[[ Entries supplied open ]]

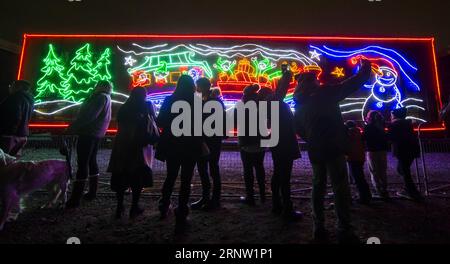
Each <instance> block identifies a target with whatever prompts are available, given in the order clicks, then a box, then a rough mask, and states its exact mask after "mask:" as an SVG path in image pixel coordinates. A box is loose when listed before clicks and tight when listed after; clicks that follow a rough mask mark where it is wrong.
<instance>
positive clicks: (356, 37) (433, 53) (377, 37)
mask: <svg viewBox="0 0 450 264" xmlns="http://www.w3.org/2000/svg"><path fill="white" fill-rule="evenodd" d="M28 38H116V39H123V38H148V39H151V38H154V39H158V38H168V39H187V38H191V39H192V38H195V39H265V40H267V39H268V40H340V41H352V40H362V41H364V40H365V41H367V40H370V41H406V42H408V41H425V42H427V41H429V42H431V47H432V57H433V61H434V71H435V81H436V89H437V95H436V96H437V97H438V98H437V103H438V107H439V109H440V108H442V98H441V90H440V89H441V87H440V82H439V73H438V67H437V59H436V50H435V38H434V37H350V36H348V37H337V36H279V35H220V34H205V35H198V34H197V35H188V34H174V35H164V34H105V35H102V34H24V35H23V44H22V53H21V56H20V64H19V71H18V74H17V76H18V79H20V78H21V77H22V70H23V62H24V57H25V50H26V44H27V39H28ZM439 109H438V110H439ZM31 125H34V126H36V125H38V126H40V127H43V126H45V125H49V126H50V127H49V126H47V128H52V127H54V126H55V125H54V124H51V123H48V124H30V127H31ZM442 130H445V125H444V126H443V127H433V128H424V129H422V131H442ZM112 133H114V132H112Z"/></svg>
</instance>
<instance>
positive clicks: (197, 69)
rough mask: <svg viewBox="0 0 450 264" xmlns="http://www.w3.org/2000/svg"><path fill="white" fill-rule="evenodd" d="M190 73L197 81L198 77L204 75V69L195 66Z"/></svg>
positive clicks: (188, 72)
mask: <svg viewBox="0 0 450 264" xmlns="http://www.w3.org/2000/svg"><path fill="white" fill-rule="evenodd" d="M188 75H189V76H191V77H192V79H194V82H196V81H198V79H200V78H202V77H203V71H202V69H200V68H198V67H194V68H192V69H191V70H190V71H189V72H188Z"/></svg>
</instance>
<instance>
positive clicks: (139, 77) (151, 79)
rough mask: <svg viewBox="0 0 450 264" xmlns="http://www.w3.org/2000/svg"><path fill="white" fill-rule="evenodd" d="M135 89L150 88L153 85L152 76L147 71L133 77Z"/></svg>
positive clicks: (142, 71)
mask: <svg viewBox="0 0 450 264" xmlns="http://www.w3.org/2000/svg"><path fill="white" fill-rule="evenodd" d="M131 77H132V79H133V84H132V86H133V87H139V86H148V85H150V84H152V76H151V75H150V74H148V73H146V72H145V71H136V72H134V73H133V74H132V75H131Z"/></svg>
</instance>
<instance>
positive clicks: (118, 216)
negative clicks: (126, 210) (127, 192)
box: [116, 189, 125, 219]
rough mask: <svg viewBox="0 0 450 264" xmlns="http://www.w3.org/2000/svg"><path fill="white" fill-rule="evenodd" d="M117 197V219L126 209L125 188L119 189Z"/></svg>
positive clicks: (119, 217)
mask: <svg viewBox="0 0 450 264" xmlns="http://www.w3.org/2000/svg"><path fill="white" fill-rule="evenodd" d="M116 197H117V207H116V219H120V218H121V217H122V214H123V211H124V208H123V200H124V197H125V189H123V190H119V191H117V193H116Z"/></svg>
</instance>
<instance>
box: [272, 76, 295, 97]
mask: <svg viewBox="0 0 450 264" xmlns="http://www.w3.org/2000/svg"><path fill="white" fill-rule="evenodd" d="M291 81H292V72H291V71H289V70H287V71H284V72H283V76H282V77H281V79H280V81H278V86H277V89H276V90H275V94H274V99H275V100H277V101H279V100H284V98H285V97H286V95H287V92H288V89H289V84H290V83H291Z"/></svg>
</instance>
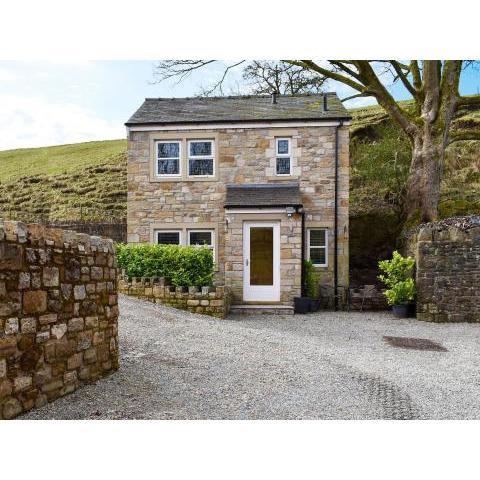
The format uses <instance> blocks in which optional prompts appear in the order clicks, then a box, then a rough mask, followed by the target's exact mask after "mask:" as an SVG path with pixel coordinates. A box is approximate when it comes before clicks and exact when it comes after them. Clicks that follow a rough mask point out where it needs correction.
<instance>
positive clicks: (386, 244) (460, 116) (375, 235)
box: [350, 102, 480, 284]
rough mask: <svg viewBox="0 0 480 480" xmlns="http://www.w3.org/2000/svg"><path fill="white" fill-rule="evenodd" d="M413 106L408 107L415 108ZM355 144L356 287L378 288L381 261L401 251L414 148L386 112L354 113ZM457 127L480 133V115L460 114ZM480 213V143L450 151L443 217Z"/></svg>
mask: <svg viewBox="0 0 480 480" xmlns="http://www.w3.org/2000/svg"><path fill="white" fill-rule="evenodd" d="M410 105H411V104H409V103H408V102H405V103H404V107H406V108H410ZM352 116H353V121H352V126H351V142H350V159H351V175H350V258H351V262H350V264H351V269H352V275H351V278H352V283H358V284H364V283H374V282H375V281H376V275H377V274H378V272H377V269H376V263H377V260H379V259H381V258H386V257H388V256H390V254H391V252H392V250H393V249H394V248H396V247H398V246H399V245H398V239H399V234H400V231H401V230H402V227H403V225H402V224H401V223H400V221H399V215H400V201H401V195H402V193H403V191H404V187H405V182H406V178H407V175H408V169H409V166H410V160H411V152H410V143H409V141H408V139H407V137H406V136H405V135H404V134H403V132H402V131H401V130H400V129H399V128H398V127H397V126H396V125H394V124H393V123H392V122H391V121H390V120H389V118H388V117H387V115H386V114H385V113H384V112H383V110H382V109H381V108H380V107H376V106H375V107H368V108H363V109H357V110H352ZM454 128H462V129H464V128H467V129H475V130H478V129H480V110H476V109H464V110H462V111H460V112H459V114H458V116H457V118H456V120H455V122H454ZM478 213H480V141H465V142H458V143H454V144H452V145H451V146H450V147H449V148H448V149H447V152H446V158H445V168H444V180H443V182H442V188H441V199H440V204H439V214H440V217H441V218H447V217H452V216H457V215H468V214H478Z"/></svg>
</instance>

[[ Entries supplied closed ]]

■ **Try it**:
Images stay out, but the rest of the data above must be repeated exactly.

■ **Result of the exercise**:
Each <instance> block identifies a target with whatever prompts are available, given in the order clicks, then a box, then a rough mask, and states its exact mask after "mask:" as an SVG path in image pixel coordinates. A box is loose when listed before clicks and tight when listed after; clicks that follow a rough mask mark where it is wrong.
<instance>
positive clicks: (356, 37) (433, 53) (377, 37)
mask: <svg viewBox="0 0 450 264" xmlns="http://www.w3.org/2000/svg"><path fill="white" fill-rule="evenodd" d="M28 38H116V39H123V38H148V39H151V38H154V39H158V38H168V39H187V38H191V39H192V38H195V39H265V40H267V39H268V40H340V41H352V40H362V41H364V40H365V41H367V40H370V41H406V42H408V41H425V42H427V41H429V42H431V47H432V57H433V61H434V71H435V81H436V89H437V95H436V96H437V97H438V98H437V103H438V107H439V109H440V108H442V98H441V90H440V89H441V87H440V82H439V73H438V67H437V59H436V50H435V38H434V37H350V36H348V37H337V36H279V35H220V34H205V35H198V34H197V35H188V34H174V35H164V34H105V35H102V34H24V35H23V44H22V53H21V56H20V64H19V71H18V74H17V76H18V79H20V78H21V77H22V70H23V62H24V57H25V50H26V44H27V39H28ZM439 109H438V110H439ZM31 125H34V126H36V125H38V126H40V127H43V126H45V125H49V126H50V127H49V126H47V128H52V127H54V126H55V125H54V124H51V123H48V124H30V127H31ZM442 130H445V125H444V126H443V127H433V128H424V129H422V131H442ZM112 133H114V132H112Z"/></svg>
</instance>
<instance>
positive clicks: (197, 69)
rough mask: <svg viewBox="0 0 450 264" xmlns="http://www.w3.org/2000/svg"><path fill="white" fill-rule="evenodd" d="M190 73L197 81L198 77L204 75V69L195 66Z"/></svg>
positive clicks: (188, 72)
mask: <svg viewBox="0 0 450 264" xmlns="http://www.w3.org/2000/svg"><path fill="white" fill-rule="evenodd" d="M188 75H189V76H191V77H192V79H194V82H196V81H198V79H200V78H202V77H203V71H202V69H200V68H198V67H194V68H192V69H191V70H190V71H189V72H188Z"/></svg>
</instance>
<instance>
positive clicks: (139, 77) (151, 79)
rough mask: <svg viewBox="0 0 450 264" xmlns="http://www.w3.org/2000/svg"><path fill="white" fill-rule="evenodd" d="M135 89L150 88L153 85L152 76L147 71L133 77Z"/></svg>
positive clicks: (142, 71)
mask: <svg viewBox="0 0 450 264" xmlns="http://www.w3.org/2000/svg"><path fill="white" fill-rule="evenodd" d="M131 77H132V79H133V84H132V86H133V87H139V86H148V85H150V84H152V76H151V75H150V74H148V73H146V72H145V71H136V72H134V73H133V74H132V75H131Z"/></svg>
</instance>
<instance>
positive clicks: (118, 216)
negative clicks: (126, 210) (127, 192)
box: [116, 189, 125, 219]
rough mask: <svg viewBox="0 0 450 264" xmlns="http://www.w3.org/2000/svg"><path fill="white" fill-rule="evenodd" d="M117 197V219L126 209L125 188L119 189Z"/></svg>
positive clicks: (119, 217)
mask: <svg viewBox="0 0 450 264" xmlns="http://www.w3.org/2000/svg"><path fill="white" fill-rule="evenodd" d="M116 197H117V207H116V219H120V218H121V217H122V214H123V211H124V208H123V200H124V197H125V189H123V190H119V191H117V193H116Z"/></svg>
</instance>
<instance>
box: [272, 76, 295, 97]
mask: <svg viewBox="0 0 450 264" xmlns="http://www.w3.org/2000/svg"><path fill="white" fill-rule="evenodd" d="M291 81H292V72H291V71H289V70H287V71H284V72H283V76H282V77H281V79H280V81H278V86H277V89H276V90H275V94H274V99H275V100H277V101H279V100H284V98H285V97H286V95H287V92H288V89H289V84H290V83H291Z"/></svg>
</instance>
The format uses <instance> blocks in which optional prompts appear in the order clicks, then a box, then a rough mask, followed by the target's exact mask after "mask:" as an SVG path with pixel coordinates. A box is approximate when it comes before clicks and exact when it comes after them. Clicks that follow a rough mask point out where it needs correction.
<instance>
positive clicks: (386, 244) (460, 116) (375, 235)
box: [350, 102, 480, 284]
rough mask: <svg viewBox="0 0 480 480" xmlns="http://www.w3.org/2000/svg"><path fill="white" fill-rule="evenodd" d="M413 106L408 107L415 108ZM355 144L356 287L378 288L381 261L401 251L414 148L386 112L354 113ZM457 127L480 133V115L460 114ZM480 213V143L450 151L443 217Z"/></svg>
mask: <svg viewBox="0 0 480 480" xmlns="http://www.w3.org/2000/svg"><path fill="white" fill-rule="evenodd" d="M410 105H411V104H409V103H408V102H405V103H404V107H406V108H410ZM352 116H353V121H352V126H351V142H350V159H351V175H350V258H351V262H350V264H351V269H352V275H351V278H352V283H358V284H364V283H374V282H375V281H376V275H377V274H378V272H377V269H376V263H377V260H379V259H381V258H386V257H388V256H390V254H391V252H392V250H393V249H394V248H396V247H398V246H399V245H398V239H399V234H400V231H401V230H402V227H403V225H402V224H401V223H400V221H399V215H400V201H401V195H402V193H403V191H404V187H405V182H406V178H407V175H408V169H409V166H410V160H411V152H410V143H409V141H408V139H407V137H406V136H405V135H404V134H403V132H402V131H401V130H400V129H399V128H398V127H397V126H396V125H394V124H393V123H392V122H391V121H390V120H389V118H388V117H387V115H386V114H385V113H384V112H383V110H382V109H381V108H380V107H376V106H375V107H368V108H363V109H357V110H352ZM454 128H462V129H464V128H467V129H475V130H478V129H480V110H476V109H464V110H462V111H460V112H459V114H458V116H457V118H456V120H455V122H454ZM478 213H480V141H465V142H458V143H454V144H452V145H451V146H450V147H449V148H448V149H447V152H446V158H445V168H444V180H443V182H442V188H441V199H440V204H439V214H440V217H441V218H447V217H452V216H457V215H468V214H478Z"/></svg>
</instance>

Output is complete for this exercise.